■ PROBLEM DESCRIPTION ■
Can the data below be echoed back word for word?

■ EXERCISE MATERIAL ■
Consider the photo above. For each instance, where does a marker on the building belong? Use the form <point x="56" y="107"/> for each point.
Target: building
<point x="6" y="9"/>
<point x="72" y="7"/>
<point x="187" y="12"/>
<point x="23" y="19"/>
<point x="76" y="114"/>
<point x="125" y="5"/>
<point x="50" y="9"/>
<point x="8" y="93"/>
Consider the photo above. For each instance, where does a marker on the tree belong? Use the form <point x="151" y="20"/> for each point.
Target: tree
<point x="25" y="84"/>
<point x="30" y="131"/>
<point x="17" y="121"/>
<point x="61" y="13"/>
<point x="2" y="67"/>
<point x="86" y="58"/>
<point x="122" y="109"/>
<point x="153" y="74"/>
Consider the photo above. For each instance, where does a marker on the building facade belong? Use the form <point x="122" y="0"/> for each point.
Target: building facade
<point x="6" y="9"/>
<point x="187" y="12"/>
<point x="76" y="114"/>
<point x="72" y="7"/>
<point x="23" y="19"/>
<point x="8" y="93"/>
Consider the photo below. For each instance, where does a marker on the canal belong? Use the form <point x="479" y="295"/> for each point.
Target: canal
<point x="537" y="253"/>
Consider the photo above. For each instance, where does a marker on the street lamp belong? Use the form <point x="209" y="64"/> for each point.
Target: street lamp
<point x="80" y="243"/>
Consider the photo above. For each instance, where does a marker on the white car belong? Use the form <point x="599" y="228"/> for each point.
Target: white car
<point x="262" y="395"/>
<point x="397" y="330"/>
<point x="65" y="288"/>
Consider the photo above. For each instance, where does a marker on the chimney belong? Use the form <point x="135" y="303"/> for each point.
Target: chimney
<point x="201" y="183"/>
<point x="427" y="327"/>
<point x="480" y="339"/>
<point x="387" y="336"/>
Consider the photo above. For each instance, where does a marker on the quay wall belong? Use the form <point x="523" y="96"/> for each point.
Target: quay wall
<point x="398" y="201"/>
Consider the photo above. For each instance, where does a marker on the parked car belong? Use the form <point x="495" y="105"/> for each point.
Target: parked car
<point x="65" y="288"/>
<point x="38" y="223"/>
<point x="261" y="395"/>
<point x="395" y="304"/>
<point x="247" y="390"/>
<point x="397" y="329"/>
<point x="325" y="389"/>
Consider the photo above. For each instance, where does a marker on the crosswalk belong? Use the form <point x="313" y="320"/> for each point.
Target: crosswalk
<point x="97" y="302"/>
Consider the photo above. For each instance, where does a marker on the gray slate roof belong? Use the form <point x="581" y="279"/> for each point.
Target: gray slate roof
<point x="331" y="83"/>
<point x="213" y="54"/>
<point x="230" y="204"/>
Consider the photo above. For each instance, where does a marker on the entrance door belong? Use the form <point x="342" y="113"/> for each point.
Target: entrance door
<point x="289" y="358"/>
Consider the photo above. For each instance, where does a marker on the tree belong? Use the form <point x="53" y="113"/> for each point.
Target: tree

■ RESPONSE ■
Consider the photo above. For each instance, where does a marker on the building belong? Use the form <point x="56" y="107"/> for each point.
Target: building
<point x="6" y="9"/>
<point x="72" y="7"/>
<point x="187" y="12"/>
<point x="23" y="19"/>
<point x="76" y="114"/>
<point x="125" y="5"/>
<point x="50" y="9"/>
<point x="8" y="93"/>
Consider the photo above. For each instance, where does a marker on the tree belong? Use the form <point x="151" y="20"/> for each point.
Target: tree
<point x="25" y="84"/>
<point x="30" y="131"/>
<point x="17" y="121"/>
<point x="61" y="13"/>
<point x="2" y="67"/>
<point x="86" y="58"/>
<point x="122" y="109"/>
<point x="153" y="74"/>
Consider the photo above. For each instance, where does a marker on the building facade belong? Use the form <point x="122" y="0"/> for each point.
Target: building facade
<point x="6" y="9"/>
<point x="187" y="12"/>
<point x="76" y="114"/>
<point x="72" y="7"/>
<point x="23" y="19"/>
<point x="8" y="93"/>
Consider the photo below. For each instance, where does a marker on the canal belong? Use the form <point x="479" y="295"/> for each point.
Target: canal
<point x="537" y="253"/>
Consider the photo above. For each instance, where does a marker on the street lamp belong? Use the form <point x="209" y="64"/> for each point.
Target: street lamp
<point x="80" y="243"/>
Consider the photo above. For each instance, where does a marker on the white car belong? Use the form <point x="599" y="228"/> for each point.
Target: white car
<point x="262" y="395"/>
<point x="397" y="330"/>
<point x="65" y="288"/>
Consider the photo above. For each instance, where does a marker on the chimney belong? Use the form <point x="135" y="303"/> for each point.
Target: chimney
<point x="201" y="183"/>
<point x="427" y="327"/>
<point x="480" y="339"/>
<point x="387" y="336"/>
Consider the photo above. For each instance, where does a marker on the quay wall belong? Use the form <point x="523" y="96"/> for each point.
Target: quay wall
<point x="398" y="201"/>
Consider the photo above. For each instance, where does a marker on the parked car belong? Use the form <point x="495" y="105"/> for each point.
Target: parked car
<point x="65" y="288"/>
<point x="38" y="223"/>
<point x="261" y="395"/>
<point x="395" y="304"/>
<point x="247" y="390"/>
<point x="397" y="329"/>
<point x="325" y="389"/>
Consider the photo above. For each instance, where does a marker on the crosswalk belong? Use the form <point x="313" y="320"/> for each point.
Target: crosswalk
<point x="97" y="302"/>
Consider the photo above. For each instance, where does a marker on the gray slate roof belong? Use the form <point x="581" y="279"/> for each point.
Target: gray slate roof
<point x="331" y="83"/>
<point x="213" y="54"/>
<point x="230" y="204"/>
Consider the photo above. For each instance, where does a marker on the entrance door belong? Use the form <point x="342" y="113"/> for each point.
Target: entrance door
<point x="289" y="358"/>
Consider the photo above. For each instance, where does a marker on the tree belong? Use the form <point x="53" y="113"/> for each point.
Target: tree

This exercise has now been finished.